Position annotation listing
<<<<
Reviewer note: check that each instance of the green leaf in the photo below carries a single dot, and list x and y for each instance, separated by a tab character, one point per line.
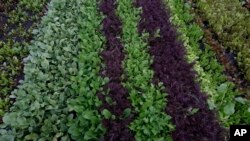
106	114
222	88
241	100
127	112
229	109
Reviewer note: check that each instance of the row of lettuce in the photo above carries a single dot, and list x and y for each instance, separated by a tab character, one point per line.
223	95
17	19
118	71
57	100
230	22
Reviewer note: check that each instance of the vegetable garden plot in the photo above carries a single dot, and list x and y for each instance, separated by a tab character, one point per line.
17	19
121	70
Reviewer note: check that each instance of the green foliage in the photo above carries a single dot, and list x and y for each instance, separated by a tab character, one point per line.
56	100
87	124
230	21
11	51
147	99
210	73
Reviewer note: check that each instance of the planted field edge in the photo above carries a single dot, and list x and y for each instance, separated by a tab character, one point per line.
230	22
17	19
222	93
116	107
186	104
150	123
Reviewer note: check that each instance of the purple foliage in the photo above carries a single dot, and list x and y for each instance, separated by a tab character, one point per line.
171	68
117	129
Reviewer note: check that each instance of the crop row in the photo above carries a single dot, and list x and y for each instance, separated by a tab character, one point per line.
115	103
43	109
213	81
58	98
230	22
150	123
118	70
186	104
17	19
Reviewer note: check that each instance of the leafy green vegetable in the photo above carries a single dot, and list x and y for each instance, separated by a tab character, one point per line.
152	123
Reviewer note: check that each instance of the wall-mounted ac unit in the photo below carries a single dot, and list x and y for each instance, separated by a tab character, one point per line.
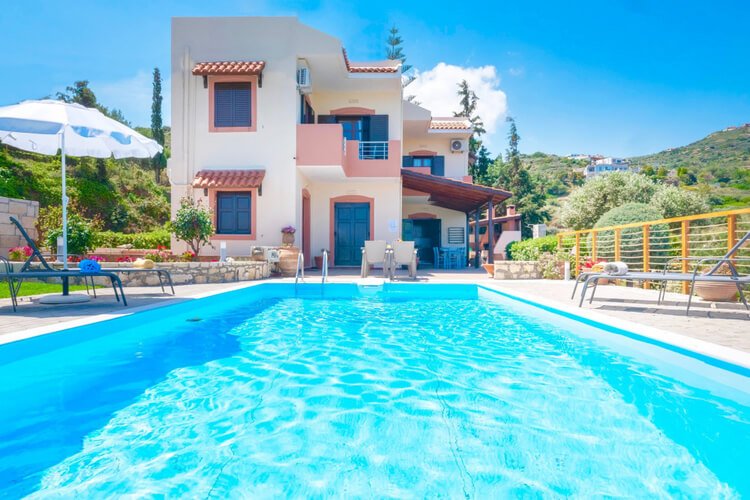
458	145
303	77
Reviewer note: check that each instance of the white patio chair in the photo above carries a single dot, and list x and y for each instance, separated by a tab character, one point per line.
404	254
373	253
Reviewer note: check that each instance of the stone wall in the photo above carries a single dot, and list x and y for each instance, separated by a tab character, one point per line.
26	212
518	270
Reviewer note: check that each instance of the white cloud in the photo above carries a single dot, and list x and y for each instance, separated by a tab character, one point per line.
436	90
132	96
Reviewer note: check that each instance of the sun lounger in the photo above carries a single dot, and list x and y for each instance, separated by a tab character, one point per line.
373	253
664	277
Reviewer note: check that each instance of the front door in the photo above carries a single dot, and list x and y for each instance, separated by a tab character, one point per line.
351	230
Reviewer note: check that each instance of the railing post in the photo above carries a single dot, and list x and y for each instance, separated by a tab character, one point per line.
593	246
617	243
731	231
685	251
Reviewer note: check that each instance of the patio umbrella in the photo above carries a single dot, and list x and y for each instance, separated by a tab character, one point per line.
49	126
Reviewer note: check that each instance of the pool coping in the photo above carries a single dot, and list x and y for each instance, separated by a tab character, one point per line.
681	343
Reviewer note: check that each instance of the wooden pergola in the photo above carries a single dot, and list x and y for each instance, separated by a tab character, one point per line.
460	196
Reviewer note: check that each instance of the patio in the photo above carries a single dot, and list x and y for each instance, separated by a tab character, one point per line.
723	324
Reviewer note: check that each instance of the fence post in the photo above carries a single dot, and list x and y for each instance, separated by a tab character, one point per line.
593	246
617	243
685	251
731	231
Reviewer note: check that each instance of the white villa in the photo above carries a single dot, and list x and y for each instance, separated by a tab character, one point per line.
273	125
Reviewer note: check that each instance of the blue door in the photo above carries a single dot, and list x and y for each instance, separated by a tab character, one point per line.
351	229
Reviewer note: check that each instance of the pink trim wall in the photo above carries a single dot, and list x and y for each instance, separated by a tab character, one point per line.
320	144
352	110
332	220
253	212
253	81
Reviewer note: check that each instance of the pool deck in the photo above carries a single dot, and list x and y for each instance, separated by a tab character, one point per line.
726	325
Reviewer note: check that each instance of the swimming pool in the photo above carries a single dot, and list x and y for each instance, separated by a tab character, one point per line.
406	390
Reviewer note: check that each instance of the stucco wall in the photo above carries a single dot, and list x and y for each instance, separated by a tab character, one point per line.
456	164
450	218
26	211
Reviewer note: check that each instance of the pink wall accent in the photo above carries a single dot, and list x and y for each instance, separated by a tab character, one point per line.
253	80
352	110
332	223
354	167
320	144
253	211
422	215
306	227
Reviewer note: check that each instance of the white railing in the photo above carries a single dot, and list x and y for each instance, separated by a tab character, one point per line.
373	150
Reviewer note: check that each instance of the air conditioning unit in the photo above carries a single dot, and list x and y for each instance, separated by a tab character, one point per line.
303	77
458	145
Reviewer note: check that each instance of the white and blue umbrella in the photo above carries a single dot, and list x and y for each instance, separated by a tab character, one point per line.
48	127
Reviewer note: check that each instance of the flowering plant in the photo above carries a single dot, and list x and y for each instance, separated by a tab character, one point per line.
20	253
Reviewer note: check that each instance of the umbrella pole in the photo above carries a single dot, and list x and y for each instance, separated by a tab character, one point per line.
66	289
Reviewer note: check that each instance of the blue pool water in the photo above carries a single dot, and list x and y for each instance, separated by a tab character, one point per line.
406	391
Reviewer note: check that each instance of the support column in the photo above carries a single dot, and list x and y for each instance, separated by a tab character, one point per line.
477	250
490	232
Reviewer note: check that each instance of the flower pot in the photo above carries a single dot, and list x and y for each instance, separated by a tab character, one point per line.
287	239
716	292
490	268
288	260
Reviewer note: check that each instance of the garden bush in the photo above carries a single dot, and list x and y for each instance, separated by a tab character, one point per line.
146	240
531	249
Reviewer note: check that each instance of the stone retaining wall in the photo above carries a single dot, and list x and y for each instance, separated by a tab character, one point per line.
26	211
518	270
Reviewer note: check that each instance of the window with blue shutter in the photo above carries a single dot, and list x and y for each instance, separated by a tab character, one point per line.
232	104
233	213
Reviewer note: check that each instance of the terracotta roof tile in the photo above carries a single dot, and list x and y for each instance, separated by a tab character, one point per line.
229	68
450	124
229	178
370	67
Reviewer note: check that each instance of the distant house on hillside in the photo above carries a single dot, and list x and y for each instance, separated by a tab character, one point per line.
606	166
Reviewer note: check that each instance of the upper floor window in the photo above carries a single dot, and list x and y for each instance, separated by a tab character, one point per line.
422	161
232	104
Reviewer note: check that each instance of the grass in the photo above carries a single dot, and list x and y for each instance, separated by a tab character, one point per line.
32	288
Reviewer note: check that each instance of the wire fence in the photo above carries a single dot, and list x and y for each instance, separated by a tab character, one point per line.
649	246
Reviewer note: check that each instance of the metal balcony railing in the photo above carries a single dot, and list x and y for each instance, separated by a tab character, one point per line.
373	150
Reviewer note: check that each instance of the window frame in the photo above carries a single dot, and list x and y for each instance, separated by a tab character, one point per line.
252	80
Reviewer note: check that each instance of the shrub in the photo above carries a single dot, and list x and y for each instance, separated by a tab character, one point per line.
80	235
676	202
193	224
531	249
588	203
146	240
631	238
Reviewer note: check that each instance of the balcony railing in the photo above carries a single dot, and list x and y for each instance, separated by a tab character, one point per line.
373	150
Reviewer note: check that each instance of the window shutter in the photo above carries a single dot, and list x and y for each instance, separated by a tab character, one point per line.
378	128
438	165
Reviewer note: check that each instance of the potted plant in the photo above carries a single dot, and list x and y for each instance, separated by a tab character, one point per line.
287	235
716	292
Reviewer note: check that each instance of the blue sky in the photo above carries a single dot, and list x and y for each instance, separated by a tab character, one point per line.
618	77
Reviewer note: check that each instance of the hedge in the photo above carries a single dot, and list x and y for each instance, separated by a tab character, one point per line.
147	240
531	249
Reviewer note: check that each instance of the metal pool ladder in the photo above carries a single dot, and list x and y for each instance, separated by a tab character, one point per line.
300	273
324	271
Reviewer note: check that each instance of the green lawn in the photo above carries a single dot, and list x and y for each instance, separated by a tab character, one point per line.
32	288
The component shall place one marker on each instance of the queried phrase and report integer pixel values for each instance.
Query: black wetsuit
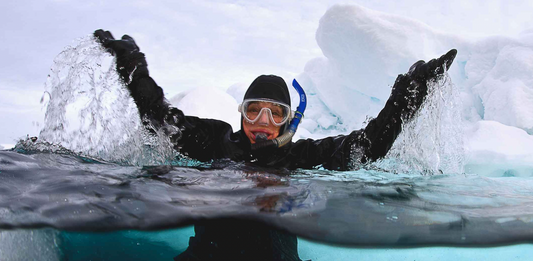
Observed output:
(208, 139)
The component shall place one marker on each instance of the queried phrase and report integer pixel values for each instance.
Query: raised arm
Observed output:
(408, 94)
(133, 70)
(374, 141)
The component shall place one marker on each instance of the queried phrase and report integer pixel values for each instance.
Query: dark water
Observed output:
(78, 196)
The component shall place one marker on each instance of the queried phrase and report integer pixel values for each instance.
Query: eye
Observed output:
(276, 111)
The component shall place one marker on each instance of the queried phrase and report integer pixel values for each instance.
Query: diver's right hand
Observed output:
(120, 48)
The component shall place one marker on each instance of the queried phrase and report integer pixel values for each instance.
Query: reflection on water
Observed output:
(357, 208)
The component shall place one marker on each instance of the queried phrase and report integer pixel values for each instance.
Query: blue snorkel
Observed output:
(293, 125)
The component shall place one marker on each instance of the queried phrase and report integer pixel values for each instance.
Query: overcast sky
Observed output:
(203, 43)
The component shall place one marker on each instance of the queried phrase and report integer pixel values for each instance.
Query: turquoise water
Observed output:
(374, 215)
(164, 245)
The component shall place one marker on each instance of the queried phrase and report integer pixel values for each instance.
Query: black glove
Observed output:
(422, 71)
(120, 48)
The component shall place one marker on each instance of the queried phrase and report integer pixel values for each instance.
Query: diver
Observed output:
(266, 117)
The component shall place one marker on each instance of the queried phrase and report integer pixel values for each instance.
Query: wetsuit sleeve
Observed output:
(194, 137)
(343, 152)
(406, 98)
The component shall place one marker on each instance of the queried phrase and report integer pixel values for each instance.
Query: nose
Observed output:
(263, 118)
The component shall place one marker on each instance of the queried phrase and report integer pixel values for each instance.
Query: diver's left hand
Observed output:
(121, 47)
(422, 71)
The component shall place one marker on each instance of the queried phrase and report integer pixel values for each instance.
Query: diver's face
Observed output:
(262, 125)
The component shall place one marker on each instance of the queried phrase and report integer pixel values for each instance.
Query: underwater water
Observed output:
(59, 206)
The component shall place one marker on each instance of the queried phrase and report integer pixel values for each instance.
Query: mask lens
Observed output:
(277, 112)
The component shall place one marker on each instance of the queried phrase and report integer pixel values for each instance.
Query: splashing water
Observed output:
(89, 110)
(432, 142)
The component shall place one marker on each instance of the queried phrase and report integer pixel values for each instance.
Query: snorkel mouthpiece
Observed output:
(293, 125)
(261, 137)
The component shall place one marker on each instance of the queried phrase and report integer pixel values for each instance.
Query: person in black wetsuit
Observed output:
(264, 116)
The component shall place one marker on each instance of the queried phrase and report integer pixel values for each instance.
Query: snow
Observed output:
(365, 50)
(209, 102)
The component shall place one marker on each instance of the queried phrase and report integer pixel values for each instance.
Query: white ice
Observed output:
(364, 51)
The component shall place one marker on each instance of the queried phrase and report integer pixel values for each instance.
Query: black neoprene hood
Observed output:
>>>>
◆ **Task objective**
Pull out every line of the listing above that contains the word "vegetable", copying each one in full. Case counts, so a line matches only if the capitalization is the same.

◆ **Exercise output**
Reviewer note: check that each instance of the vegetable garden plot in the photo above carries a single dot, and list x and y for each instance, separated by a tab character, one point per line.
Reviewer note: check that each instance of the leafy green vegetable in the photo above carries a single dot, and list x and y for each instance, separated by a tab character, one point per line.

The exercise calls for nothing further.